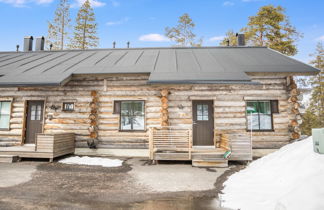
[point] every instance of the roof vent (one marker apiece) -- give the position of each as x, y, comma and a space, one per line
28, 43
240, 39
40, 41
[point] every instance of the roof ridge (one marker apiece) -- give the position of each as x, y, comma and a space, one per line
135, 48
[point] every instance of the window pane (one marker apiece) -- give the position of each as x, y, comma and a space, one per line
125, 123
255, 121
252, 115
33, 115
138, 123
4, 121
199, 110
265, 122
251, 107
259, 114
264, 107
5, 108
132, 115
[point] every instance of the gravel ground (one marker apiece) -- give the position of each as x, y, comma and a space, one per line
174, 177
61, 186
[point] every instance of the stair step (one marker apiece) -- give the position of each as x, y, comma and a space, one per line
8, 158
210, 163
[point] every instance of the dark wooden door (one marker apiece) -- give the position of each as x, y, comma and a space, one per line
34, 120
203, 122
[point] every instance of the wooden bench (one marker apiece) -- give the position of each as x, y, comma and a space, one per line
168, 140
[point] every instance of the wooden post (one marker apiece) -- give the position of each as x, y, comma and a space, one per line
105, 84
294, 108
164, 108
190, 142
151, 143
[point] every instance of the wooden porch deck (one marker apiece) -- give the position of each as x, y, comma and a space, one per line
167, 143
46, 146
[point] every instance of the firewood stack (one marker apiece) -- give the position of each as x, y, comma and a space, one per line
93, 129
164, 109
295, 119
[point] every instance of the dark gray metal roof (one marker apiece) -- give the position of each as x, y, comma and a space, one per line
165, 65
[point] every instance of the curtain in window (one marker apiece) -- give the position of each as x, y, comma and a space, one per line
132, 115
4, 114
260, 114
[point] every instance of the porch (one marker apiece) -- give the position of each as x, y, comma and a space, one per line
46, 146
171, 143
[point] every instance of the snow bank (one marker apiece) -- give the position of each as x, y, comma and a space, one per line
290, 178
95, 161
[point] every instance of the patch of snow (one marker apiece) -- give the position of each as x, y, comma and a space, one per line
94, 161
290, 178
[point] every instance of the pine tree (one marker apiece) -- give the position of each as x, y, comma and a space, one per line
85, 30
182, 33
314, 116
231, 37
271, 27
58, 28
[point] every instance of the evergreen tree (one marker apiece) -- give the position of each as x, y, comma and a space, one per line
182, 33
58, 28
231, 37
271, 27
85, 30
314, 116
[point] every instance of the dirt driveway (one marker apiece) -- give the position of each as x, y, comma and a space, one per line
60, 186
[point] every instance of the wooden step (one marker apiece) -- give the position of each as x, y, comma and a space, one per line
210, 163
210, 156
8, 158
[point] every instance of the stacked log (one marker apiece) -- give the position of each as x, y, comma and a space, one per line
93, 128
295, 119
164, 108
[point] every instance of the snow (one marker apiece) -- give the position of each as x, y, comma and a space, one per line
290, 178
95, 161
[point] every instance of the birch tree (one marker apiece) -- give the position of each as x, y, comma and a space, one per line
85, 30
271, 27
59, 27
314, 116
182, 33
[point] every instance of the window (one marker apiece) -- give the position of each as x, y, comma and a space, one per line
274, 106
5, 108
131, 115
68, 106
202, 112
36, 112
259, 115
116, 107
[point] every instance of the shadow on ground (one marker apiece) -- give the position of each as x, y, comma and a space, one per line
60, 186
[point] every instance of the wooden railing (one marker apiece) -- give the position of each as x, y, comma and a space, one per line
165, 139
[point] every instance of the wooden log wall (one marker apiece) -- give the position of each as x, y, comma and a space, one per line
164, 108
295, 117
229, 109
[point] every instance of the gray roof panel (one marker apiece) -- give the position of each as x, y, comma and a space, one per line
173, 65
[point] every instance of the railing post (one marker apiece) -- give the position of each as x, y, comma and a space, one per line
190, 142
151, 143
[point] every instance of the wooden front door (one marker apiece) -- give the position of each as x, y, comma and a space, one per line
203, 123
34, 120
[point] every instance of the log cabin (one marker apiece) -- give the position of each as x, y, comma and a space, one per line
175, 103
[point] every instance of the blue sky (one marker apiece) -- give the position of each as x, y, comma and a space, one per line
142, 22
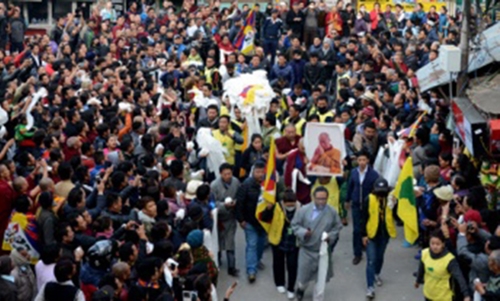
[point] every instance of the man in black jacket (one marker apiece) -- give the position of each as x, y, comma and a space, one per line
313, 72
295, 20
247, 199
8, 290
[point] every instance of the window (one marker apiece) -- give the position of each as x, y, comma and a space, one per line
61, 9
38, 12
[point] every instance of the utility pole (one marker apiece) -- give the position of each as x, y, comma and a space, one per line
465, 36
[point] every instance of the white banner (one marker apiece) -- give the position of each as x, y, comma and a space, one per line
433, 75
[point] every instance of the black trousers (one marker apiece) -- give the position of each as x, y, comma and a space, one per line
290, 260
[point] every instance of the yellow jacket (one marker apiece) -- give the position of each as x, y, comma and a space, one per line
437, 277
374, 215
228, 143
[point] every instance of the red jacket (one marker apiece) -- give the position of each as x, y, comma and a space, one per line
8, 196
297, 160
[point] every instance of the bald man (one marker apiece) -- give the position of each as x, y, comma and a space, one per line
326, 158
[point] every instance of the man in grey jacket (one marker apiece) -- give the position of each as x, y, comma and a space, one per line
17, 30
224, 190
468, 235
309, 224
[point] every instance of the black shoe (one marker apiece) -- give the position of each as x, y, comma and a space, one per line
261, 266
299, 294
234, 272
356, 260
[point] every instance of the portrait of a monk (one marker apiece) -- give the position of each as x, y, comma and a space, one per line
326, 158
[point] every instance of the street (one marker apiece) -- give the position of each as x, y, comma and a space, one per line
349, 282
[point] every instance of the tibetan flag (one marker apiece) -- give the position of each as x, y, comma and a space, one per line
22, 233
407, 205
248, 94
412, 129
245, 39
275, 226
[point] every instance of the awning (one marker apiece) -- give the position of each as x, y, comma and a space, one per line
471, 126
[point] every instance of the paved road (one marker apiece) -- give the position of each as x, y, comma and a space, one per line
349, 282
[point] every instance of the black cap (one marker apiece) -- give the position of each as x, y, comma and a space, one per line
381, 185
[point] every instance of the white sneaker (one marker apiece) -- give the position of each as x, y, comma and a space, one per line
370, 293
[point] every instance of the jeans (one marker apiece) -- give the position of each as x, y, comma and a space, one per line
375, 257
292, 261
256, 241
270, 48
357, 240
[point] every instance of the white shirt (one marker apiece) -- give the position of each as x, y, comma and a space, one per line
44, 273
41, 293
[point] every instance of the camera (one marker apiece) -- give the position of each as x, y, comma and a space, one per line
78, 13
470, 227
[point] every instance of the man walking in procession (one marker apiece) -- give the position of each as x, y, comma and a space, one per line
309, 224
377, 227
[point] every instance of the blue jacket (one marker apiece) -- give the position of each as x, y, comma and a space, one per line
272, 30
89, 275
356, 191
285, 72
178, 47
298, 70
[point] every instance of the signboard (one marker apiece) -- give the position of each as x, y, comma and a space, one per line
470, 126
433, 75
407, 5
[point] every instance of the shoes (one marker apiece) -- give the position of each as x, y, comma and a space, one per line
356, 260
234, 272
370, 293
300, 295
261, 266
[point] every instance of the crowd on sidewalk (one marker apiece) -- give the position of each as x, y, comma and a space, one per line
109, 189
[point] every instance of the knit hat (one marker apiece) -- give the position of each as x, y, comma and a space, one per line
5, 265
444, 193
195, 212
191, 189
105, 293
195, 239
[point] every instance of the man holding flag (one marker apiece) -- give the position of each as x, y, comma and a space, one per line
245, 39
247, 199
377, 227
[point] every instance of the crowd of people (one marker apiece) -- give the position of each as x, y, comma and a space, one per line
108, 193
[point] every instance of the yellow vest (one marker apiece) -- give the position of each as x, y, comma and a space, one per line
238, 127
333, 192
373, 218
436, 277
298, 126
323, 117
228, 143
208, 74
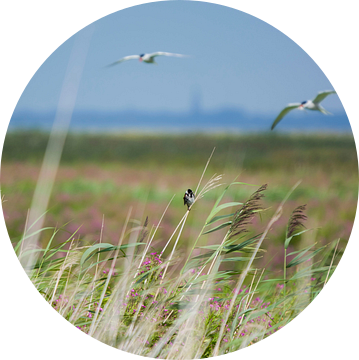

----------------------------------------

- [Task instructions]: Apart from the pictures, set down all the entries above exactly.

- [Output below]:
[point] every instance of the roof vent (one marker apiece) -- give the position of each as x, y, comma and a space, one per line
28, 43
240, 39
40, 41
[point] every instance of the roof ridge (one marker apiece) -- give the position of each as x, y, comma and a space, one per line
135, 48
[point] every instance of the window pane (one marker apiece) -- give the position of each as x, y, comma and a space, one per line
125, 123
255, 121
252, 115
33, 115
138, 123
4, 121
199, 110
265, 122
251, 107
259, 114
264, 107
5, 108
132, 115
[point] every instance of the gravel ground (one marker apiece) -- give the position of each as x, y, comma and a space, one per line
174, 177
61, 186
[point] every instance of the stair step (one marker apiece) -- give the position of each as x, y, comma and a space, one per line
8, 158
210, 163
[point] every instance of the dark wooden door (one marker apiece) -- give the position of each as x, y, comma and a space, one per line
34, 120
203, 122
[point] every instance of the wooden bench (one marker apiece) -- give the position of each as x, y, comma and a space, one per line
168, 140
[point] every instance of the wooden post (one marker apiece) -- give the position of each as x, y, comma and a space, one per line
105, 84
294, 108
164, 108
190, 142
151, 143
[point] every instance of the wooden porch deck (one marker apiece) -- give the position of each as x, y, comma and a space, one per line
167, 143
46, 146
[point] every instance of the firewood stack (one marker apiece) -- give the position of each as x, y, comma and a space, one per line
93, 129
164, 109
295, 119
[point] every instance of the dark gray metal roof (one marker apiece) -- give the position of each as x, y, comma and a space, one per line
165, 65
[point] every instance of the curtain in window (one marker apiece) -- give the position of each as x, y, comma and a space, one per line
132, 115
4, 114
260, 114
[point] every instance of the porch (one marker apiece) -- give the position of each as x, y, comma and a space, one per line
46, 146
171, 143
[point] every instance of the snow bank (one marker apiece) -- give the position of each as x, y, comma and a space, one per line
290, 178
95, 161
[point] every instance of the patch of snow (one marker apiece) -- give the position of each as x, y, comma and a space, one per line
94, 161
290, 178
[point] every instance of the pine tree (one marker apiece) -- give the position of each as x, y, comma and a space, one per line
85, 30
182, 33
314, 116
231, 37
271, 27
58, 28
[point] every instance of the evergreen tree (one marker apiece) -- give the position of each as x, y, comma and a space, one per line
182, 33
58, 28
231, 37
271, 27
85, 30
314, 116
[point] every instance of the dirt driveway (one marker apiece) -- give the position of each as x, y, comma and a space, one per line
60, 186
[point] every instance of the wooden step (one marker apiece) -- give the position of each as x, y, comma and a space, one per line
210, 163
210, 156
8, 158
[point] every instance of the stacked log (one marker apiece) -- give the position of each as x, y, comma and a space, one per line
93, 128
295, 119
164, 108
[point] every instance of the snow (one marker apiece) -- give the position of each as x, y, comma and a space, one per line
290, 178
95, 161
[point] every instance of the birch tree (one marker apiece) -- give the position of each as x, y, comma and a space, one per line
85, 30
271, 27
59, 27
314, 116
182, 33
[point] every instance of the window (one marker apiece) -- give the position of each as x, y, comma and a space, one per line
274, 106
5, 108
131, 115
68, 106
202, 112
36, 112
259, 115
116, 107
[point] every instance of the shadow on ground (one marker apiece) -- give the position of each as x, y, comma and a space, one per line
60, 186
[point] every instance of the wooden railing (one marker apiece) -- give the position of each as x, y, comma and a space, one per line
165, 139
[point] every instance of the wooden log wall (one marker apiece) -- give the position of each as x, y, comma and a space, one per line
164, 108
295, 117
229, 109
[point] every instance of the gray roof panel (one marker apiece) -- give the position of each as x, y, comma and a space, one per line
173, 65
[point] every instance of the railing post (one marker apiece) -- give the position of each as x, y, comma and a space, one per line
190, 142
151, 143
[point] every instance of the wooden front door (one marker apiece) -- give the position of each as x, y, comma and a space, one per line
203, 123
34, 120
[point] every instance of the log cabin (one marker apiece) -- give the position of each as x, y, comma and a space, one per line
175, 103
[point] every instance of the blue sky (one marker apiece) -- give the position of each as x, y, comma and a space, one per line
142, 22
[point] every instance of the man in black jacket (one marker apiece) -- give the position of each as x, y, comma and a space, one per line
313, 72
295, 20
247, 199
8, 290
[point] every instance of the window (one marker apiece) -- give the position of each as x, y, comma and a space, one per line
61, 9
38, 12
[point] every instance of the utility pole (one marker apiece) -- give the position of each as x, y, comma and a space, one per line
465, 36
[point] every instance of the white banner (one marker apiece) -- give the position of each as x, y, comma and a space, one per line
433, 75
[point] every instance of the black trousers (one marker apiece) -- give the position of each as x, y, comma and a space, one per line
290, 260
[point] every instance of the yellow jacket (one marker apiece) -- give the position of each as x, y, comma and a space, one per line
437, 277
374, 215
228, 143
[point] every instance of the red jacket (one marker apiece) -- give the position of each as x, y, comma and a space, one per line
8, 196
297, 160
[point] every instance of the bald man (one marker apiece) -- give the position of each as x, y, comma and a space, one per line
326, 158
[point] every instance of the man in grey jacket (one marker apiece) -- give the position of each as x, y, comma and a space, one per line
17, 30
224, 190
468, 235
309, 224
[point] every instance of the black shoe (one marker apiece) -- give the position of each as x, y, comma and a space, one per line
261, 266
299, 294
234, 272
356, 260
[point] every instance of the portrait of a monk (one marker apiece) -- give the position of each as x, y, comma and a space, one per line
326, 158
[point] every instance of the street (one marker apiece) -- give the position of each as x, y, comma and a space, one per line
349, 282
[point] every instance of the tibetan flag (one marker apiece) -- give the position of each as x, y, comma and a space, one per line
22, 233
407, 205
248, 94
412, 129
245, 39
275, 226
[point] every instance of the awning (one marker apiece) -- give the position of each as x, y, comma and a space, one per line
471, 126
[point] every instance of the paved road (one marker apiece) -- give the position of each as x, y, comma and a space, one per line
349, 282
[point] every instance of the black cap (one marker apiece) -- give the position of each as x, y, comma and a space, one per line
381, 185
[point] every instance of the white sneaker (one marker apiece) -- give the position of each as x, y, comma and a space, one per line
370, 293
[point] every instance of the jeans (one marker apiece) -- give the position of each as x, y, comma and a space, one per line
375, 257
292, 261
256, 241
270, 48
357, 240
[point] every instance of the white shirt (one marker apiece) -- give the position of each as x, y, comma and a space, one per line
44, 273
41, 293
[point] every instance of the camera (one marker apiece) -- give the position of each as x, y, comma and a space, one per line
78, 13
470, 227
[point] every instance of the man walking in procession (one marker apiece) -- give the position of each as x, y, comma and a space, one per line
309, 224
377, 227
[point] every instance of the blue jacket (one marker apiece) -- give the position of each as x, y, comma and a space, one per line
272, 30
89, 275
356, 191
285, 72
178, 47
298, 70
[point] every instance of the signboard (one marker apiece) -- give the position of each as x, y, comma and a space, one per line
470, 126
433, 75
407, 5
[point] every instance of the shoes (one marker apiece) -- give the position of each as x, y, comma and a space, one per line
356, 260
234, 272
370, 293
300, 295
261, 266
[point] every instance of the crowd on sidewalk (one marker apiece) -- give the position of each as x, y, comma and a space, one per line
109, 189
[point] every instance of the knit hat (one marker apiece) -- give the position of each as x, y, comma and a space, one per line
5, 265
444, 193
195, 212
191, 189
105, 293
195, 239
[point] every instance of the man holding flag (one marker apiece) -- give the position of each as x, y, comma and a space, one per line
245, 39
247, 199
377, 227
[point] every instance of the crowd of people (one marker apiece) -- give the position of each as x, y, comma and a space, one per line
108, 193
[point] every instance of the yellow vest (one marker apiece) -- give the position of each as x, y, comma and a space, one per line
238, 127
333, 192
373, 218
436, 277
298, 126
323, 117
228, 143
208, 74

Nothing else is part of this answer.